**Stated goal**. Render every entry exactly as it appears.

Location annotation dataset excerpts

>>>

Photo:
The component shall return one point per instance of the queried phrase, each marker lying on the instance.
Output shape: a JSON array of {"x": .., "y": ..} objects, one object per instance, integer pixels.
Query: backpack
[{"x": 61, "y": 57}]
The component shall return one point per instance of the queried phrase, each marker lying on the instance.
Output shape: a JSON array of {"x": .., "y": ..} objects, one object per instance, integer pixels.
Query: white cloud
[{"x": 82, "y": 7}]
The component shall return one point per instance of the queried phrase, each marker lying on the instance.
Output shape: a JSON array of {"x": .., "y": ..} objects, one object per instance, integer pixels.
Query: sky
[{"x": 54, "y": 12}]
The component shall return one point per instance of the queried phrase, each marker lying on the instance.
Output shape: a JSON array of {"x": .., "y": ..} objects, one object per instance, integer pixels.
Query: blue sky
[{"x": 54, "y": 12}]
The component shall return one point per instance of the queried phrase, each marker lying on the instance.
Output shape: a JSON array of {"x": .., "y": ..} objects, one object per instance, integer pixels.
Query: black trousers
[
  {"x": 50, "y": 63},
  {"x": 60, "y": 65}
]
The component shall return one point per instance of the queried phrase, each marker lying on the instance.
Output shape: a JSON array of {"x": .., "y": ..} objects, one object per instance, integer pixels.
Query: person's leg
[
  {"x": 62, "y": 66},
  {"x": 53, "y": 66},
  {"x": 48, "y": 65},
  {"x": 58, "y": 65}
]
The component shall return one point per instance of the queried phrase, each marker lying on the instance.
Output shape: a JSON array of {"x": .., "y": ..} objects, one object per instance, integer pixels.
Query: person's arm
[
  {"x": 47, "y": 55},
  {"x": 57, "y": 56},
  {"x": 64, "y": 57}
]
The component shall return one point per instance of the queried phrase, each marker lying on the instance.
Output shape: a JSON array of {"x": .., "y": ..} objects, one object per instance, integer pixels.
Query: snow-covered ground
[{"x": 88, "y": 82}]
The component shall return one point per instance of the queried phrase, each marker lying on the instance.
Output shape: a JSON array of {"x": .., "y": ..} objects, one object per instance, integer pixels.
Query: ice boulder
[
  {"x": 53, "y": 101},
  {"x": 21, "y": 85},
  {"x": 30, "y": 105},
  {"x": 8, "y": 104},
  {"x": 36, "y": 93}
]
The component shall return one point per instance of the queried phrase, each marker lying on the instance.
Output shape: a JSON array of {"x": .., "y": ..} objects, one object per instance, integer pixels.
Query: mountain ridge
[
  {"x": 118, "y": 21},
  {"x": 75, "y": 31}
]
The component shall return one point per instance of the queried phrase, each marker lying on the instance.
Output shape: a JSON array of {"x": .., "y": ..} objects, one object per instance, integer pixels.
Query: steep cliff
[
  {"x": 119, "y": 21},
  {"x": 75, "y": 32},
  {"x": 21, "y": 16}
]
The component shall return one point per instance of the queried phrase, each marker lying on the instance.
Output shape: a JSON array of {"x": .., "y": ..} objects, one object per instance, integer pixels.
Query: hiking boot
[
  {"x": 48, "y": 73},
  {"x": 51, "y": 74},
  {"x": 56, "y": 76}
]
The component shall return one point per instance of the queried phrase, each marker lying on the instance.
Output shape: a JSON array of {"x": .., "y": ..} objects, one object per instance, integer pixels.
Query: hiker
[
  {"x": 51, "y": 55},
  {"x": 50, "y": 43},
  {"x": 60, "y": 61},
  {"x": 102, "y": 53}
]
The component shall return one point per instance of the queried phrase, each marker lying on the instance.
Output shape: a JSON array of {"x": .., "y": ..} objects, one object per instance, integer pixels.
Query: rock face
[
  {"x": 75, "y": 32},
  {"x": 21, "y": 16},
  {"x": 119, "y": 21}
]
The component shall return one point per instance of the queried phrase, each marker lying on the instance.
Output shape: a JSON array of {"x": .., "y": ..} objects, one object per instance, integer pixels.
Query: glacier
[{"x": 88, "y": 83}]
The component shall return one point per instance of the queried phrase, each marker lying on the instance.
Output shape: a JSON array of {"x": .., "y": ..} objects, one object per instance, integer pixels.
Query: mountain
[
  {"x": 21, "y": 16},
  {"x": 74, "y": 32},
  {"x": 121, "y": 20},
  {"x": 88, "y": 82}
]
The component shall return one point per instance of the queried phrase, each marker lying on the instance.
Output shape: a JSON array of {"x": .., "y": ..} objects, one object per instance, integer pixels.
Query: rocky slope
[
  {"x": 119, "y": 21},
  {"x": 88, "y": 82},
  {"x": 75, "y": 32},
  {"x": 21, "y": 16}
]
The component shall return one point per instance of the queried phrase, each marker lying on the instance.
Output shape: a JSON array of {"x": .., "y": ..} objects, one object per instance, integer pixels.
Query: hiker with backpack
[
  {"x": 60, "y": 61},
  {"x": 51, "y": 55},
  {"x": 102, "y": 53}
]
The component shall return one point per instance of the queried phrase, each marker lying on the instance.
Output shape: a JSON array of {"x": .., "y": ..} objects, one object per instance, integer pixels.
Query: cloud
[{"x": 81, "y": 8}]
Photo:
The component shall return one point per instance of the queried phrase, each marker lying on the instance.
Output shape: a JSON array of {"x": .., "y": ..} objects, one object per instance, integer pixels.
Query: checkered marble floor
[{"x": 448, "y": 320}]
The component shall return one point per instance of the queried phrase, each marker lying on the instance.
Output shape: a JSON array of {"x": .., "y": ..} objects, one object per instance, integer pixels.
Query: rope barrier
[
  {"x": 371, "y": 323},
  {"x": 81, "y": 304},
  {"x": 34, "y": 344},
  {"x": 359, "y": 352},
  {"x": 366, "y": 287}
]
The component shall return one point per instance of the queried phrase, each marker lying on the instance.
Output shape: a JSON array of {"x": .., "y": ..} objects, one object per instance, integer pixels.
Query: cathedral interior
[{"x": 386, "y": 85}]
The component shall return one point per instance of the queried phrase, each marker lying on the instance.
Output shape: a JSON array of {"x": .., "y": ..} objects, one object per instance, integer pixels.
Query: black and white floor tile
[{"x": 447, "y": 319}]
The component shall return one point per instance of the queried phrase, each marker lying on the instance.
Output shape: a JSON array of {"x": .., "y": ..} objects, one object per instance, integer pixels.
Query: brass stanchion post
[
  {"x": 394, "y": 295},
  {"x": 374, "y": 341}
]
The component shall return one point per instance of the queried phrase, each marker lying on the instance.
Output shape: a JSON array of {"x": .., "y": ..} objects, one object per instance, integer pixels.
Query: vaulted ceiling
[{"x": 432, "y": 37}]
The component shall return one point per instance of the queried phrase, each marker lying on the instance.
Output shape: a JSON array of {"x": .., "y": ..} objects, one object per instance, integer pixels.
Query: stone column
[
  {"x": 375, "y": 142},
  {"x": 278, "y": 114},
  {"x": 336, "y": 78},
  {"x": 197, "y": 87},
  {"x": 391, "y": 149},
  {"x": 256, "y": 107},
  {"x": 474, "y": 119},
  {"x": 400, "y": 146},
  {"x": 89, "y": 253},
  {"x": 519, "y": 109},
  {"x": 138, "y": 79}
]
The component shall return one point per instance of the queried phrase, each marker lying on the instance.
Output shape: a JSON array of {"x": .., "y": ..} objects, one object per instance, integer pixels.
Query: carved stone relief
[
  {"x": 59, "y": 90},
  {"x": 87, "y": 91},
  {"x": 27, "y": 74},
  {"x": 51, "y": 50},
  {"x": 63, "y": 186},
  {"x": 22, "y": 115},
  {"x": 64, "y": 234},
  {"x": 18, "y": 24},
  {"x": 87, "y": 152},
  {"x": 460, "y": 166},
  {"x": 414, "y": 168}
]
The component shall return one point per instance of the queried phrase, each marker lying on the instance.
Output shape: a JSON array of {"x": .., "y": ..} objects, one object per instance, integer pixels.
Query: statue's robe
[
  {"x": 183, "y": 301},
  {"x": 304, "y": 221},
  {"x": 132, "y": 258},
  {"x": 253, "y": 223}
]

<<<

**Complete output**.
Photo:
The component shall return one point per instance of the queried phrase, each marker lying on the instance.
Output shape: a JSON array of {"x": .., "y": ..} objects, one object per instance, integer pixels.
Query: backpack
[{"x": 61, "y": 57}]
The component shall return one point per instance of the queried phrase, each marker lying on the instance.
Output shape: a JSON array of {"x": .., "y": ..} objects, one object per instance, integer pixels.
Query: white cloud
[{"x": 82, "y": 7}]
The component shall return one point per instance of the queried phrase, each marker lying on the instance.
Output shape: a JSON array of {"x": .., "y": ..} objects, one object per instance, integer pixels.
Query: sky
[{"x": 54, "y": 12}]
The component shall return one point per instance of the queried phrase, each marker lying on the instance.
Output shape: a JSON array of {"x": .., "y": ..} objects, one object per instance, integer pixels.
Query: blue sky
[{"x": 54, "y": 12}]
The component shall return one point per instance of the queried phrase, each marker lying on the instance.
Output shape: a JSON array of {"x": .., "y": ..} objects, one object per instance, integer pixels.
Query: black trousers
[
  {"x": 50, "y": 63},
  {"x": 60, "y": 65}
]
The component shall return one point per instance of the queried phrase, each marker lying on the instance.
Output shape: a JSON array of {"x": .., "y": ..} objects, one object per instance, integer pixels.
Query: person's leg
[
  {"x": 62, "y": 66},
  {"x": 53, "y": 66},
  {"x": 48, "y": 65},
  {"x": 58, "y": 65}
]
The component shall return one point per instance of the queried phrase, each marker lying on the instance.
Output shape: a JSON array of {"x": .., "y": ..} objects, one object per instance, integer pixels.
Query: person's arm
[
  {"x": 47, "y": 55},
  {"x": 57, "y": 56},
  {"x": 64, "y": 57}
]
The component shall return one point per instance of the queried phrase, each marker lying on the instance.
Output shape: a JSON array of {"x": .., "y": ..} objects, one object per instance, integer pixels.
Query: snow-covered ground
[{"x": 88, "y": 82}]
The component shall return one point per instance of the queried phrase, each marker lying on the instance.
Output shape: a JSON array of {"x": .., "y": ..} objects, one object per instance, integer pixels.
Query: ice boulder
[
  {"x": 53, "y": 101},
  {"x": 21, "y": 85},
  {"x": 30, "y": 105},
  {"x": 8, "y": 104},
  {"x": 36, "y": 93}
]
The component shall return one point per instance of the queried phrase, each marker lying on the instance.
Output shape: a JSON array of {"x": .., "y": ..} objects, one object per instance, integer pixels.
Query: mountain ridge
[
  {"x": 118, "y": 21},
  {"x": 75, "y": 31}
]
The component shall return one point per instance of the queried phrase, each marker lying on the instance.
Output shape: a JSON array of {"x": .., "y": ..} objects, one object per instance, integer pixels.
Query: steep cliff
[
  {"x": 119, "y": 21},
  {"x": 75, "y": 32},
  {"x": 21, "y": 16}
]
The component shall return one point per instance of the queried phrase, each marker lying on the instance.
Output shape: a JSON array of {"x": .., "y": ..} objects, one object per instance, integer pixels.
Query: hiking boot
[
  {"x": 48, "y": 73},
  {"x": 51, "y": 74},
  {"x": 56, "y": 76}
]
The component shall return one point per instance of the queried phrase, each marker lying on the instance.
Output shape: a JSON array of {"x": .., "y": ..} objects, one object per instance, integer pixels.
Query: hiker
[
  {"x": 51, "y": 55},
  {"x": 50, "y": 43},
  {"x": 60, "y": 61},
  {"x": 102, "y": 53}
]
The component shall return one point per instance of the queried phrase, each marker lying on the instance.
Output shape: a JSON array of {"x": .., "y": ..} objects, one object per instance, integer pixels.
Query: rock face
[
  {"x": 75, "y": 32},
  {"x": 21, "y": 16},
  {"x": 119, "y": 21}
]
The component shall return one point per instance of the queried phrase, each marker lying on the instance.
Output shape: a JSON array of {"x": .., "y": ..} objects, one object per instance, integer pixels.
Query: glacier
[{"x": 88, "y": 83}]
The component shall return one point per instance of the queried phrase, each marker lying on the instance.
Output shape: a JSON array of {"x": .., "y": ..} objects, one object per instance, integer pixels.
Query: mountain
[
  {"x": 21, "y": 16},
  {"x": 74, "y": 32},
  {"x": 121, "y": 20},
  {"x": 88, "y": 82}
]
The component shall return one point per instance of the queried phrase, each marker lying on the instance.
Output shape: a JSON array of {"x": .., "y": ..} objects, one object per instance, integer pixels.
Query: rocky slope
[
  {"x": 119, "y": 21},
  {"x": 88, "y": 82},
  {"x": 75, "y": 32},
  {"x": 21, "y": 16}
]
The component shall return one point per instance of the queried phrase, each marker lying on the instance.
Output shape: a JSON array of {"x": .., "y": ..} objects, one object per instance, integer pixels.
Query: hiker with backpack
[
  {"x": 60, "y": 61},
  {"x": 51, "y": 55},
  {"x": 102, "y": 53}
]
The component shall return one point per instance of the queried phrase, each marker lying on the instance.
Output shape: a JSON array of {"x": .., "y": ..} objects, one object per instance, integer pixels.
Query: cloud
[{"x": 81, "y": 8}]
Photo:
The component shall return one point per instance of the queried phrase, each marker lying on the instance.
Output shape: a JSON array of {"x": .., "y": ..} objects, one object per instance, integer pixels.
Query: checkered marble floor
[{"x": 448, "y": 320}]
The component shall return one point per instance of the queried phrase, each marker lying on the instance.
Output shape: a JSON array of {"x": .., "y": ..} objects, one object per instance, integer pixels.
Query: rope barrier
[
  {"x": 371, "y": 323},
  {"x": 81, "y": 304},
  {"x": 34, "y": 344},
  {"x": 359, "y": 352},
  {"x": 366, "y": 287}
]
The component shall return one point per instance of the queried phrase, each marker lying on the instance.
Output shape: a JSON array of {"x": .., "y": ..} objects, one object per instance, integer pixels.
Query: cathedral interior
[{"x": 386, "y": 85}]
The component shall return one point per instance of the queried phrase, each marker lying on the instance.
Output shape: a JSON array of {"x": .., "y": ..} objects, one object per instance, integer pixels.
Query: black and white floor tile
[{"x": 447, "y": 319}]
The component shall return one point per instance of the queried phrase, each marker lying on the instance.
Output shape: a JSON array of {"x": .., "y": ..} objects, one object per instance, integer pixels.
Query: brass stanchion post
[
  {"x": 394, "y": 295},
  {"x": 374, "y": 341}
]
The component shall return one point per instance of the queried phrase, each marker lying on the instance.
Output shape: a JSON array of {"x": .., "y": ..} objects, one object per instance, integer pixels.
Query: vaulted ceiling
[{"x": 432, "y": 37}]
The component shall return one point per instance of the queried phrase, each marker lying on the instance.
Output shape: a JSON array of {"x": .., "y": ..} objects, one object per instance, integer pixels.
Query: stone column
[
  {"x": 375, "y": 142},
  {"x": 278, "y": 114},
  {"x": 336, "y": 78},
  {"x": 197, "y": 87},
  {"x": 391, "y": 149},
  {"x": 256, "y": 107},
  {"x": 474, "y": 119},
  {"x": 400, "y": 146},
  {"x": 89, "y": 253},
  {"x": 519, "y": 109},
  {"x": 138, "y": 79}
]
The component shall return one point per instance of the queried phrase, each marker lying on the instance.
Output shape: a JSON array of {"x": .., "y": ..} objects, one object per instance, integer pixels.
Query: carved stone relief
[
  {"x": 59, "y": 90},
  {"x": 87, "y": 91},
  {"x": 27, "y": 74},
  {"x": 51, "y": 50},
  {"x": 63, "y": 186},
  {"x": 22, "y": 115},
  {"x": 64, "y": 234},
  {"x": 18, "y": 24},
  {"x": 87, "y": 152},
  {"x": 460, "y": 166},
  {"x": 414, "y": 168}
]
The component shall return one point per instance of the queried phrase, each marker lying on the instance.
Output shape: a JSON array of {"x": .., "y": ..} objects, one object per instance, integer pixels.
Query: statue's robe
[
  {"x": 183, "y": 301},
  {"x": 304, "y": 221},
  {"x": 132, "y": 258},
  {"x": 253, "y": 223}
]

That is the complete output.